-- Stored data follows --

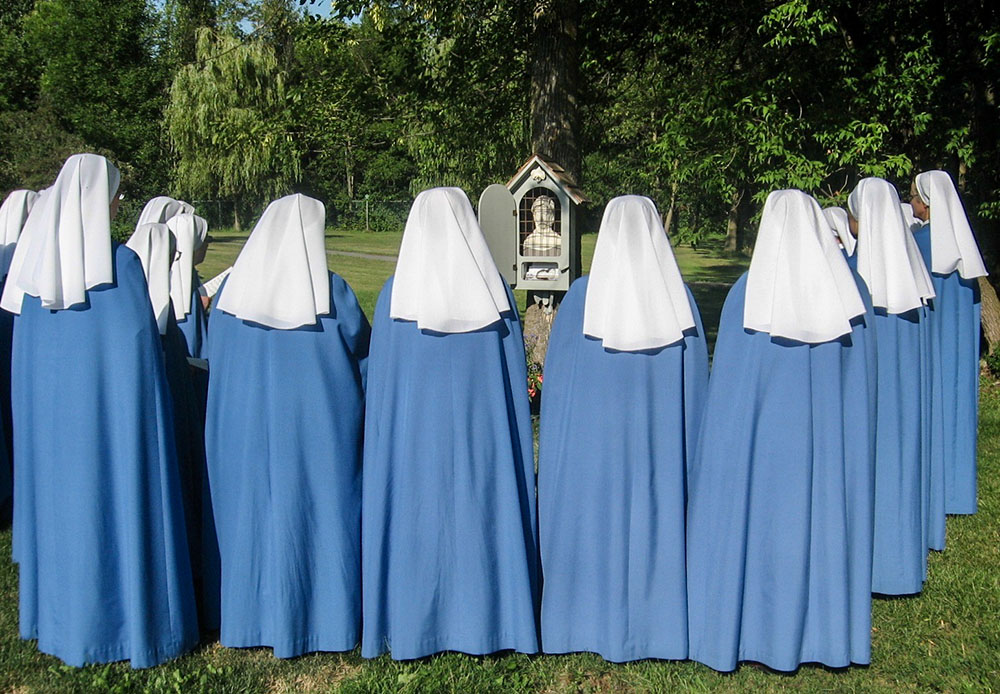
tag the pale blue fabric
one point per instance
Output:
(617, 432)
(194, 325)
(934, 494)
(903, 451)
(99, 522)
(449, 534)
(283, 440)
(189, 425)
(6, 426)
(780, 501)
(954, 326)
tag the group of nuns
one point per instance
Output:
(330, 483)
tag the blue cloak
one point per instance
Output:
(283, 440)
(780, 501)
(6, 425)
(954, 323)
(189, 426)
(99, 522)
(617, 430)
(448, 530)
(903, 517)
(194, 326)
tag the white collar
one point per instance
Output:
(446, 279)
(280, 278)
(799, 285)
(636, 299)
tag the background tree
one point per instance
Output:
(230, 122)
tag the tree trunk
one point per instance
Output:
(668, 221)
(348, 170)
(555, 70)
(991, 314)
(733, 240)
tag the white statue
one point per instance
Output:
(544, 240)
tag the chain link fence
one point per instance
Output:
(370, 215)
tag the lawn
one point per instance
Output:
(945, 640)
(350, 253)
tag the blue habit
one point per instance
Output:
(99, 522)
(954, 326)
(189, 426)
(780, 501)
(6, 425)
(283, 439)
(902, 450)
(450, 558)
(194, 326)
(617, 430)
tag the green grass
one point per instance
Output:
(945, 640)
(707, 271)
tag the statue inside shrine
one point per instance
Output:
(544, 240)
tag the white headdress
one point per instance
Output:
(151, 242)
(189, 232)
(160, 209)
(446, 279)
(13, 214)
(280, 278)
(888, 258)
(799, 285)
(65, 246)
(837, 217)
(953, 246)
(636, 297)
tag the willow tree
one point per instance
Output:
(230, 122)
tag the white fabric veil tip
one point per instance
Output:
(445, 279)
(636, 298)
(799, 285)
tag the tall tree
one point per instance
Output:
(103, 78)
(230, 122)
(554, 64)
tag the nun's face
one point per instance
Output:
(920, 210)
(852, 224)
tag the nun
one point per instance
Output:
(98, 519)
(160, 209)
(780, 492)
(190, 232)
(888, 261)
(626, 374)
(288, 359)
(449, 530)
(155, 246)
(949, 249)
(839, 223)
(13, 213)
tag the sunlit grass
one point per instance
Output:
(945, 640)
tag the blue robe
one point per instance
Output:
(780, 501)
(99, 522)
(617, 431)
(6, 425)
(903, 450)
(189, 426)
(283, 440)
(194, 325)
(450, 560)
(954, 323)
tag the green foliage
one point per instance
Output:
(102, 79)
(230, 121)
(993, 362)
(19, 72)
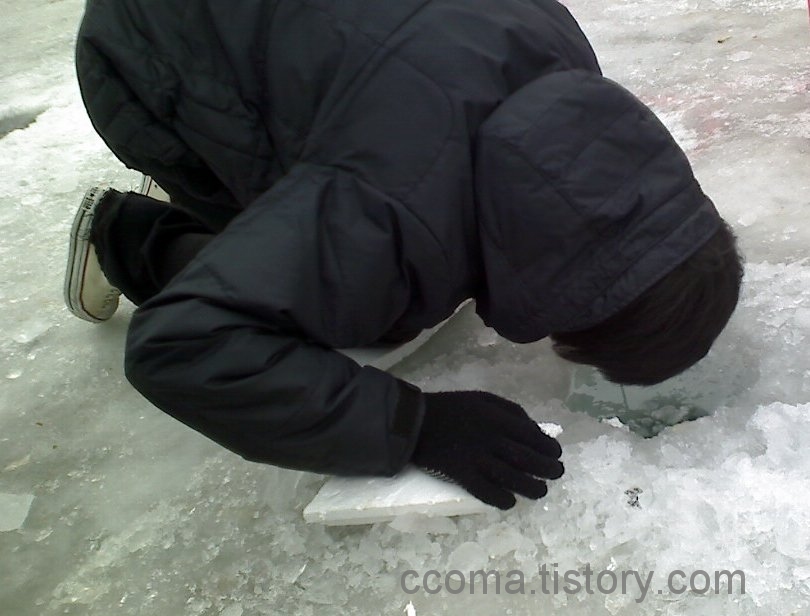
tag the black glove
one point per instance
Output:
(486, 444)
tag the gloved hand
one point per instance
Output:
(486, 444)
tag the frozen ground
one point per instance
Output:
(134, 514)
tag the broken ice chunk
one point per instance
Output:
(14, 509)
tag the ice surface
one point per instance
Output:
(136, 514)
(354, 500)
(13, 510)
(357, 500)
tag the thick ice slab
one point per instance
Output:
(346, 501)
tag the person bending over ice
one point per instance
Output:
(347, 172)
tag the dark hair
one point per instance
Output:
(671, 326)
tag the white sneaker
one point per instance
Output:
(88, 294)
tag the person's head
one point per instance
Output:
(671, 326)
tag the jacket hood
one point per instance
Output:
(584, 201)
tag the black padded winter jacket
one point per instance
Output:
(372, 163)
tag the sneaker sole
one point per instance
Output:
(78, 254)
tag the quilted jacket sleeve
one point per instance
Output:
(239, 345)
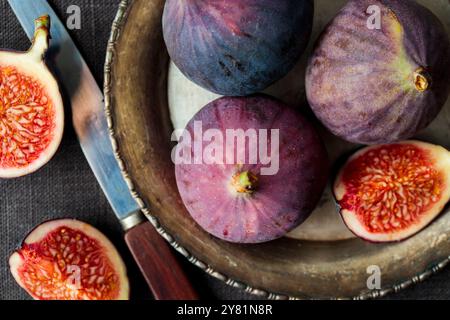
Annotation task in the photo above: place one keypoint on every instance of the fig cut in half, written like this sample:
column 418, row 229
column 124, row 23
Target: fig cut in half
column 31, row 108
column 390, row 192
column 69, row 260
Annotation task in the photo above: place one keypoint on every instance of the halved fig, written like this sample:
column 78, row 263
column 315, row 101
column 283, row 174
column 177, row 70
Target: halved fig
column 69, row 260
column 390, row 192
column 31, row 108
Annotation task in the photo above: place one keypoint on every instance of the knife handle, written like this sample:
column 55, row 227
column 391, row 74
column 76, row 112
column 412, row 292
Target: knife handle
column 158, row 264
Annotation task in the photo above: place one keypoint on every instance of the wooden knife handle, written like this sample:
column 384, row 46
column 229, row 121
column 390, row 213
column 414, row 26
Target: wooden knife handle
column 158, row 263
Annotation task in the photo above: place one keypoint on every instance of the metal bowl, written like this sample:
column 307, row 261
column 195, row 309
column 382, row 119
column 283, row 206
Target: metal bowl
column 136, row 94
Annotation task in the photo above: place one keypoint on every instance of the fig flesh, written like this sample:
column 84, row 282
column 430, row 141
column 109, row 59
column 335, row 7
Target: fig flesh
column 373, row 83
column 31, row 108
column 235, row 47
column 236, row 200
column 69, row 260
column 390, row 192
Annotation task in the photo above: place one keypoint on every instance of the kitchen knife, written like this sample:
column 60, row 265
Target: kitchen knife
column 153, row 255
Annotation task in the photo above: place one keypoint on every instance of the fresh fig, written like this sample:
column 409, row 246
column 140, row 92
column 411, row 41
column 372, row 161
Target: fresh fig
column 390, row 192
column 380, row 71
column 245, row 200
column 31, row 108
column 234, row 47
column 69, row 260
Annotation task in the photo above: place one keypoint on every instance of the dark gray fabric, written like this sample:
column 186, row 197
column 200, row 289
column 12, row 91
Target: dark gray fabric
column 67, row 188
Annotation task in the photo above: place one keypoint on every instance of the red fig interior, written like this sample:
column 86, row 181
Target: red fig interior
column 390, row 192
column 69, row 260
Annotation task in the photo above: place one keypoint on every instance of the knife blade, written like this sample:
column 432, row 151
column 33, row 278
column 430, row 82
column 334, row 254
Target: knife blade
column 152, row 254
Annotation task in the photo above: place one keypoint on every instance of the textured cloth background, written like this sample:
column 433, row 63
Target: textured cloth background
column 67, row 188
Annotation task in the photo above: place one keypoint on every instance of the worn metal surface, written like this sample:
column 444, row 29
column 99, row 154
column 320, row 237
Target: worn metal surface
column 136, row 93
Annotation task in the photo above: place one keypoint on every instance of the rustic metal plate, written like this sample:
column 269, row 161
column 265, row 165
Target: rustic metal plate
column 137, row 107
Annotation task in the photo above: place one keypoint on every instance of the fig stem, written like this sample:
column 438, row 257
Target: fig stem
column 245, row 182
column 41, row 38
column 422, row 79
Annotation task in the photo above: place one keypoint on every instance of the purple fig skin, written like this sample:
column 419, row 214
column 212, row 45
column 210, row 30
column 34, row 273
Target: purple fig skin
column 236, row 47
column 280, row 202
column 363, row 84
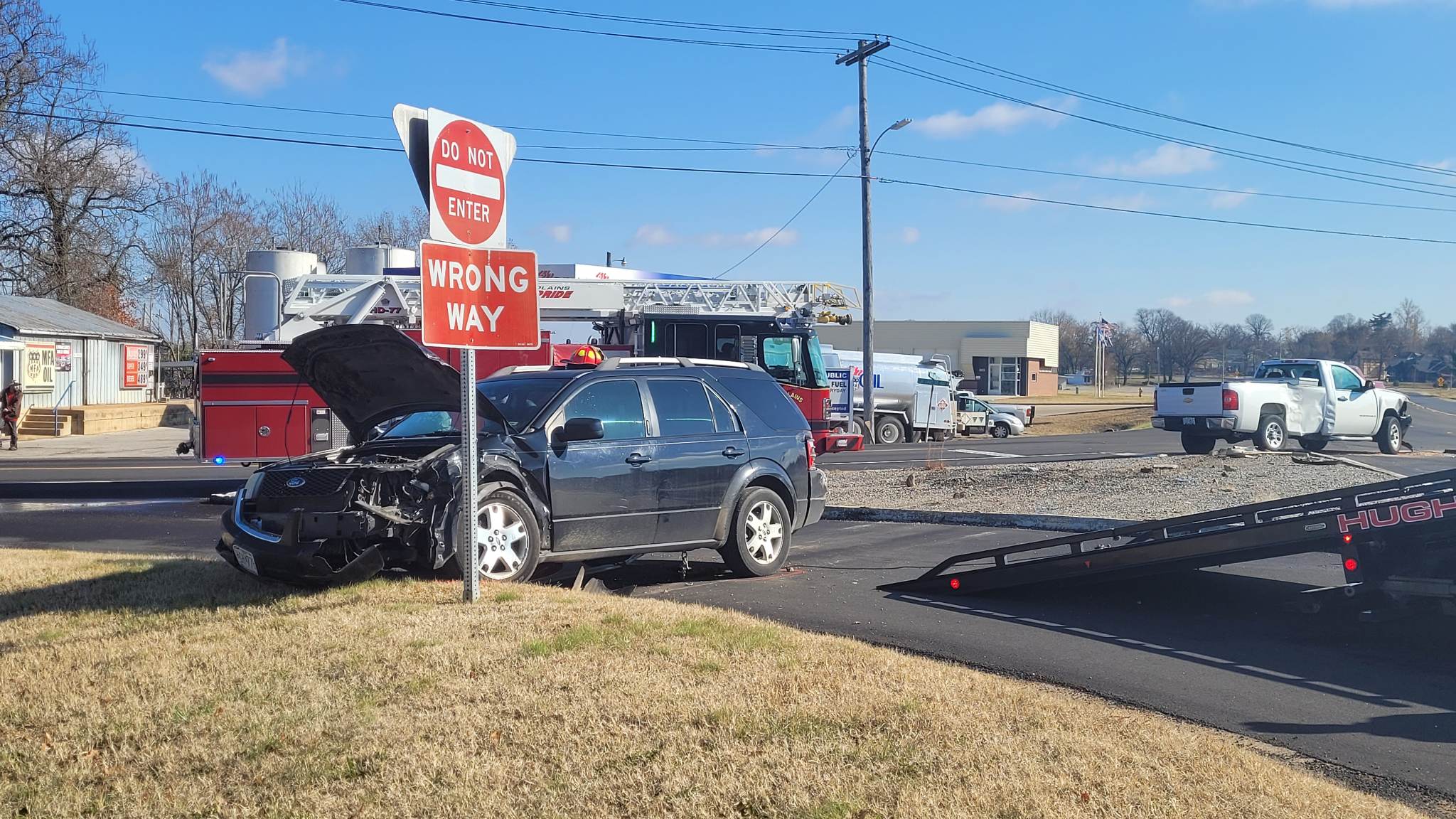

-- Stored data concluded --

The line above containing "tag the tree trunk", the line containing "tag the sunlit grass", and every line between them are to be transcribed exactly; no other line is wanted.

■ Reply:
tag the tree trunk
one point per instance
Output:
(668, 221)
(348, 170)
(555, 70)
(991, 314)
(733, 240)
tag the white statue
one point per instance
Output:
(544, 240)
tag the chain link fence
one point per instance
Output:
(370, 215)
tag the lawn
one point per instance
Output:
(945, 640)
(350, 253)
tag the blue habit
one point per instance
Output:
(99, 522)
(954, 326)
(189, 426)
(780, 501)
(6, 425)
(283, 439)
(902, 450)
(450, 558)
(194, 326)
(617, 430)
tag the green grass
one point per instance
Output:
(945, 640)
(707, 271)
tag the statue inside shrine
one point per instance
Output:
(544, 240)
tag the white headdress
one point per instance
Output:
(151, 242)
(189, 232)
(160, 209)
(446, 279)
(13, 214)
(280, 278)
(888, 258)
(799, 285)
(65, 246)
(837, 217)
(953, 246)
(636, 297)
tag the willow tree
one point per instance
Output:
(230, 122)
tag the white fabric veil tip
one point per instance
Output:
(445, 279)
(636, 298)
(799, 285)
tag the tall tree
one point per instance
Output:
(103, 78)
(230, 122)
(554, 64)
tag the nun's face
one point per instance
Output:
(920, 210)
(852, 224)
tag the nun
one point per instance
Output:
(98, 519)
(160, 209)
(780, 492)
(190, 232)
(888, 261)
(626, 374)
(288, 359)
(449, 530)
(155, 246)
(949, 249)
(839, 223)
(13, 213)
tag the sunlit grass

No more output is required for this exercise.